Referring expression data:
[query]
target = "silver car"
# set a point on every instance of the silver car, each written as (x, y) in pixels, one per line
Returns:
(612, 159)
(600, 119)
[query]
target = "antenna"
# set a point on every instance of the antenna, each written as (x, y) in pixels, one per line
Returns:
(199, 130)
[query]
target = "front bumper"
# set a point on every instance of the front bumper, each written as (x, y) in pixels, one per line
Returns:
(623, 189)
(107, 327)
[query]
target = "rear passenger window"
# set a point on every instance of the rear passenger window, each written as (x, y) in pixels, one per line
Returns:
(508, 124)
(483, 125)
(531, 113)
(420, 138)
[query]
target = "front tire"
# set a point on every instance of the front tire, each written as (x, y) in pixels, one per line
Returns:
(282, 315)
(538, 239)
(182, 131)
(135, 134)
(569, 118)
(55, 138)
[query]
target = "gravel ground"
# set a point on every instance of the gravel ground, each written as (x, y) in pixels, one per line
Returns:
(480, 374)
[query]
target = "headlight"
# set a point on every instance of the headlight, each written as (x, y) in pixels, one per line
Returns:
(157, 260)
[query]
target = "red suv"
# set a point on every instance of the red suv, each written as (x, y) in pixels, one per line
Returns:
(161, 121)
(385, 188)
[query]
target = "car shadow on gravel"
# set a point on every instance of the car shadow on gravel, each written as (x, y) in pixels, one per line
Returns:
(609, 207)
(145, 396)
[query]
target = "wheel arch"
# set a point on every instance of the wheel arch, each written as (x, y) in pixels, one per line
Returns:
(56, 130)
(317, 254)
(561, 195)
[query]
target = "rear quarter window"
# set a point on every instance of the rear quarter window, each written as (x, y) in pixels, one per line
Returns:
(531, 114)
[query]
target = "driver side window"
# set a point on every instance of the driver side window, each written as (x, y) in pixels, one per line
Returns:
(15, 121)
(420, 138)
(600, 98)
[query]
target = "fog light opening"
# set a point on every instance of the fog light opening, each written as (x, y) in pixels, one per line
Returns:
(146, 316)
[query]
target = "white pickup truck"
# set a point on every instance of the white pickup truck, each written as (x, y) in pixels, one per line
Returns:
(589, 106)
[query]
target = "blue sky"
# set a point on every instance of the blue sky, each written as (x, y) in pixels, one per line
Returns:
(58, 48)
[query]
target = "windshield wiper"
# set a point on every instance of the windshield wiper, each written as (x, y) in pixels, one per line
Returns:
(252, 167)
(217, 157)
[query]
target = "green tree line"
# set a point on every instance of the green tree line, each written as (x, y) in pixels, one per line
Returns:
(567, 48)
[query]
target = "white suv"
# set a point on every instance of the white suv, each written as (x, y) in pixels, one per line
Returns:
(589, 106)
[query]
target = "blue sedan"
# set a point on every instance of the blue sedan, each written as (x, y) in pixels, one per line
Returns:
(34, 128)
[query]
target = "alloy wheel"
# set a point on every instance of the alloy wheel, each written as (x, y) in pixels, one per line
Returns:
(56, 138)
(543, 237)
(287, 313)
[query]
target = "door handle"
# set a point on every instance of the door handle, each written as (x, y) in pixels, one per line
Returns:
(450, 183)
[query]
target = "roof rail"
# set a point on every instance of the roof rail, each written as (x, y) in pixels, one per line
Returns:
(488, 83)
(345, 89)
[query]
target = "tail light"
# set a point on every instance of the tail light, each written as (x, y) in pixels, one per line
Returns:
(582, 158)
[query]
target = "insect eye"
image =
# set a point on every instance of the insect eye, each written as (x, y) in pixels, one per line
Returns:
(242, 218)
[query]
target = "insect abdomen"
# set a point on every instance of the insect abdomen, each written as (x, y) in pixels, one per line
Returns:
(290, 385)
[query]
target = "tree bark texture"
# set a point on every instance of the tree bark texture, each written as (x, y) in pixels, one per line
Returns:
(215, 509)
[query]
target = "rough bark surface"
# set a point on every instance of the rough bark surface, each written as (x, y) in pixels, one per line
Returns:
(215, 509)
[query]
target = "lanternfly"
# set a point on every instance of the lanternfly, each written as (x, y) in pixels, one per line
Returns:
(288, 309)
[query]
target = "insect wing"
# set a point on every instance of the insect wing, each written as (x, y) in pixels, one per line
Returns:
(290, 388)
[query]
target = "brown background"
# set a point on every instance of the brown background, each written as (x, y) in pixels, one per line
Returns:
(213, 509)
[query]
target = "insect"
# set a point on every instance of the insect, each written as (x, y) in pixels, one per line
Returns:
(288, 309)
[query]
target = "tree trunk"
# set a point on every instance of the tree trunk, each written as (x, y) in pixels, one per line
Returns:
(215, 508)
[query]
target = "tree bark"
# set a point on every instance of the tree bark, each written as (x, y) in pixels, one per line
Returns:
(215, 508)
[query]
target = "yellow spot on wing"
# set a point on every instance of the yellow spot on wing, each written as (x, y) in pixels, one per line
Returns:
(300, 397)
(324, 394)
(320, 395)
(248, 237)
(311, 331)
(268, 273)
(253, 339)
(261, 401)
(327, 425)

Task to carry out: Copy every line in the entries above that has the string "driver" in it.

Your solution:
target = "driver side window"
# set a point on every instance of the driver side window, each written as (x, y) in pixels, one per line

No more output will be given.